— WHAT TO WORK ON —
Answer these questions about the forum thread on the new fish:
1. How many fish were bought?
2. Which two fish does fishy friend2 say are commonly sold under the name D-R Fish?
3. What fish does the thread starter say they would have gotten instead?

— SELECTED TEXT —
——

# Ok my mom just bought me new fishies



## NewFishyOwner (Dec 24, 2011)

I mean we went to the pet shop and they said they might be a goodcompability with my girl. Right now I have them in my old one gallon next to her 5 gallon tank. There ten ofthe little guys the're like Silver something I think Silver Guppies. Are those good for my girl? If not I might just leave them in the one gallon. Any suggestions? I was hoping she would tell me about an appla snail or shrimp or something. I also told her it was a 5 gallon tank.


----------



## StarBetta (Aug 5, 2011)

Maybe you should post a picture


----------



## NewFishyOwner (Dec 24, 2011)

They aere labeled D-R Fish


----------



## bettafish15 (Oct 3, 2010)

You cant have tankmates in a 5 gallon tank, its too small to handle it. The fish cant survive in a 1g either. Unless you want to get a 10g or bigger depending on the adult size of the fish, I'd return the fish for the sake of them having a decent life.


----------



## fishy friend2 (Aug 28, 2011)

Garra rufa and Cyprinion macrostomus are commonly sold under that name. If they are one of these fish then you can't keep those with your Betta or in the 1 gallon as both tanks are unsuitable


----------



## NewFishyOwner (Dec 24, 2011)

Ohy Man then I'll see if I can give them tonight or something, Thanks.


----------



## NewFishyOwner (Dec 24, 2011)

well it's too late for that now I can't return them. She seems to be doing fine right now. If I knew this I would have gotten six neon tetras like I wanted in the first place. But regardles is done now. I might get a 10 gallon or just wait and see. I just wanted to get her a friend this is what they told me could work in yes a 5 gallon!


----------



## NewFishyOwner (Dec 24, 2011)

I'll post pics later on. sghs. If not I'll get a 10 gallon soon.


----------



## MistersMom (Aug 9, 2011)

good idea and luck...


----------



## NewFishyOwner (Dec 24, 2011)

Here is Lily with one of them.








This is just them


----------



## NewFishyOwner (Dec 24, 2011)

Please let me know what they are? It might help me I forgot and it does not say on the reciept really just D-R Fish


----------



## bahamut285 (Dec 10, 2010)

Picture doesn't show?


----------



## NewFishyOwner (Dec 24, 2011)

Bahamut285 um how abut going to my album you need to friend me though. i looked and is some sort of Silve Tetra fo some kind.


----------



## Bombalurina (Oct 10, 2011)

A tip for future: do not listen to pet shop attendets. You'd expect them to know what they are talking about, but sadly, most don't and will give you terrible advice.


----------



## NewFishyOwner (Dec 24, 2011)

argg the thing is she seems fine up to now I think But damn. I'm worried now the only thing I can do is wait.


----------



## fishy friend2 (Aug 28, 2011)

Could they be the fish that I mentioned in my other post?


----------



## NewFishyOwner (Dec 24, 2011)

I don't know grrrr I should have gotten six neone tetrtas and that's it. They have not nipped her so she seems fine on that end.

——

— SUPPLIED INFORMATION —

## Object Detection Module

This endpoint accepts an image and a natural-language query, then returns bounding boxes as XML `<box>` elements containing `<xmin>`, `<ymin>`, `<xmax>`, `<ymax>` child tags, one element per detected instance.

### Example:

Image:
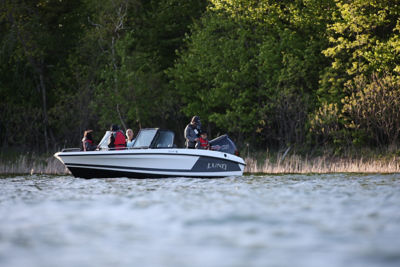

——

— WRITTEN ANSWER —
1. Ten
2. Garra rufa and Cyprinion macrostomus
3. Six neon tetras